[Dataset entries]
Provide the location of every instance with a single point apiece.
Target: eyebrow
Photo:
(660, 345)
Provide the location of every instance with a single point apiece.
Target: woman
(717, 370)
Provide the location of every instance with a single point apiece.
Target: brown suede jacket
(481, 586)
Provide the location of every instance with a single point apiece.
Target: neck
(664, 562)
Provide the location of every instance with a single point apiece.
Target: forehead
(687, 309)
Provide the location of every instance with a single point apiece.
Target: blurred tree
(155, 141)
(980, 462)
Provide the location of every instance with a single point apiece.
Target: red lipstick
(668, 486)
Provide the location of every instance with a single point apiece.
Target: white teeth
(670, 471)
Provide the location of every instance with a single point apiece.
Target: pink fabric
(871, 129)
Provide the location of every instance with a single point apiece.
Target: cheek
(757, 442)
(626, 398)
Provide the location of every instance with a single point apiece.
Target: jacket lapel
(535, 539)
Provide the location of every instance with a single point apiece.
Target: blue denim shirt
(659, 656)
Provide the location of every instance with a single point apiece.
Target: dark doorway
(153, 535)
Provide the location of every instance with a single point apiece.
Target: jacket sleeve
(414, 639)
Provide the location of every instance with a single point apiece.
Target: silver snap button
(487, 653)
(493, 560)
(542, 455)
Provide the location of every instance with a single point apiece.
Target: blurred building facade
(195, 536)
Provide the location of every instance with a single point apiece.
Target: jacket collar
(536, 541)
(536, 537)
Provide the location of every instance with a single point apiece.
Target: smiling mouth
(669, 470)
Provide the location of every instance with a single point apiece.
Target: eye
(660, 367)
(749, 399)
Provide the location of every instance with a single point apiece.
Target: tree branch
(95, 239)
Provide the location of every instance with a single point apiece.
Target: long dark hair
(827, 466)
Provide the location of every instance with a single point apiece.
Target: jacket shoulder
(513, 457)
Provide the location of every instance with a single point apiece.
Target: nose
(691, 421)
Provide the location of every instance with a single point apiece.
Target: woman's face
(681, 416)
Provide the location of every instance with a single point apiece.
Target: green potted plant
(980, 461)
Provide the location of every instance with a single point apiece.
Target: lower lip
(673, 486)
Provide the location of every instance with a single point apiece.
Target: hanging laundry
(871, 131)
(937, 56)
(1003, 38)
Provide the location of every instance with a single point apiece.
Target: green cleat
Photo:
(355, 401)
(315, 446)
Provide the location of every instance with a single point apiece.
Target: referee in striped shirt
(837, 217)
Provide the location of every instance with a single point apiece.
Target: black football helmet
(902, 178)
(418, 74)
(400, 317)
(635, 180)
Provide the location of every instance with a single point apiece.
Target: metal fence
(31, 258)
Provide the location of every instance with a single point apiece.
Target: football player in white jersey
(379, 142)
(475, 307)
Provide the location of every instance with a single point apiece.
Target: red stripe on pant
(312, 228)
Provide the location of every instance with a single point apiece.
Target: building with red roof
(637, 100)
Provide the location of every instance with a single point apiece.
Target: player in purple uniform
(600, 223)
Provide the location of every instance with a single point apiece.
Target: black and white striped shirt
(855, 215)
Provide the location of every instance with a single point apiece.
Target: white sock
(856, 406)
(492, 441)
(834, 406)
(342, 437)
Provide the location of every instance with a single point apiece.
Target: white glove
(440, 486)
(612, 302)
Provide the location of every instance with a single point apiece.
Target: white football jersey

ACTIVITY: Please print out every entry again, exactly as it reads.

THE ANSWER:
Provide the location of every instance with a single point apiece.
Target: eyebrow
Photo:
(660, 345)
Provide the location of every instance with a single point apiece.
Target: woman
(717, 370)
Provide the location of every instance with a single point apiece.
Target: brown suede jacket
(481, 586)
Provide the location of every instance with a single point apiece.
Target: neck
(664, 562)
Provide the location of every instance with a single point apiece.
Target: forehead
(687, 309)
Provide the location of every instance with a single point apiece.
Target: blurred tree
(155, 141)
(980, 462)
Provide the location of every instance with a single point apiece.
Target: red lipstick
(668, 486)
Provide the location of every instance with a single point apiece.
Target: white teeth
(670, 471)
Provide the location of every instance with a single point apiece.
Target: pink fabric
(871, 129)
Provide the location of every instance with a single point apiece.
Target: cheek
(757, 442)
(626, 398)
Provide the location of every instance with a single point apiece.
Target: jacket lapel
(535, 539)
Provide the location of every instance with a single point apiece.
Target: blue denim shirt
(659, 656)
Provide the location of every instance with a single point apiece.
Target: dark doorway
(153, 535)
Provide the location of every instance with a single point apiece.
Target: jacket sleeve
(414, 639)
Provide the location of every instance with a single point apiece.
Target: silver snap button
(487, 653)
(493, 560)
(542, 455)
Provide the location of every instance with a single point apiece.
Target: blurred building facade
(195, 536)
Provide the location of every instance with a single point apiece.
Target: jacket collar
(536, 541)
(536, 537)
Provide the location of every instance with a single point apiece.
Target: smiling mouth
(669, 470)
Provide the location of every instance with a single point apiece.
Target: eye
(660, 367)
(749, 399)
Provide the location of every instance with a single point apiece.
Target: tree branch
(95, 239)
Provide the location of every instance with a single point apiece.
Target: long dark hair
(827, 466)
Provide the location of every instance with a single point apiece.
Target: jacket shoulder
(513, 457)
Provide the location of every instance with a single point apiece.
Target: nose
(691, 421)
Provide the location of every instance with a single point apiece.
Target: woman's face
(681, 416)
Provide the location of every instance with a single point apiece.
Target: green potted plant
(980, 461)
Provide the location of every instance with a single point apiece.
Target: lower lip
(673, 486)
Provide the location of every instance with a single point apiece.
Target: hanging laundry
(871, 131)
(937, 56)
(1003, 38)
Provide the location of every instance with a single point apiece.
Target: green cleat
Photo:
(355, 401)
(315, 446)
Provide the location of every instance with a single point apiece.
Target: referee in striped shirt
(837, 217)
Provide the location of every instance with a single point apiece.
Target: black football helmet
(902, 178)
(418, 74)
(400, 317)
(635, 180)
Provide the location of every instance with a single point apiece.
Target: metal fence
(31, 258)
Provide the location of every instance with a single point apiece.
Target: football player in white jersey
(379, 142)
(475, 307)
Provide the location of every instance with a single point apiece.
Target: red stripe on pant
(312, 228)
Provide the location of every instance with a single point apiece.
Target: building with red roof
(637, 100)
Provide the location of every instance with a single point apiece.
Target: player in purple uniform
(600, 223)
Provide the location of every instance with a single point apiece.
Target: black and white striped shirt
(855, 215)
Provide the location of every instance with a single point apiece.
Target: white sock
(856, 406)
(492, 441)
(834, 406)
(342, 437)
Provide the location of every instance with a single point apiece.
Target: white glove
(440, 486)
(612, 302)
Provide the location of every instance with a single point apiece.
Target: white football jersey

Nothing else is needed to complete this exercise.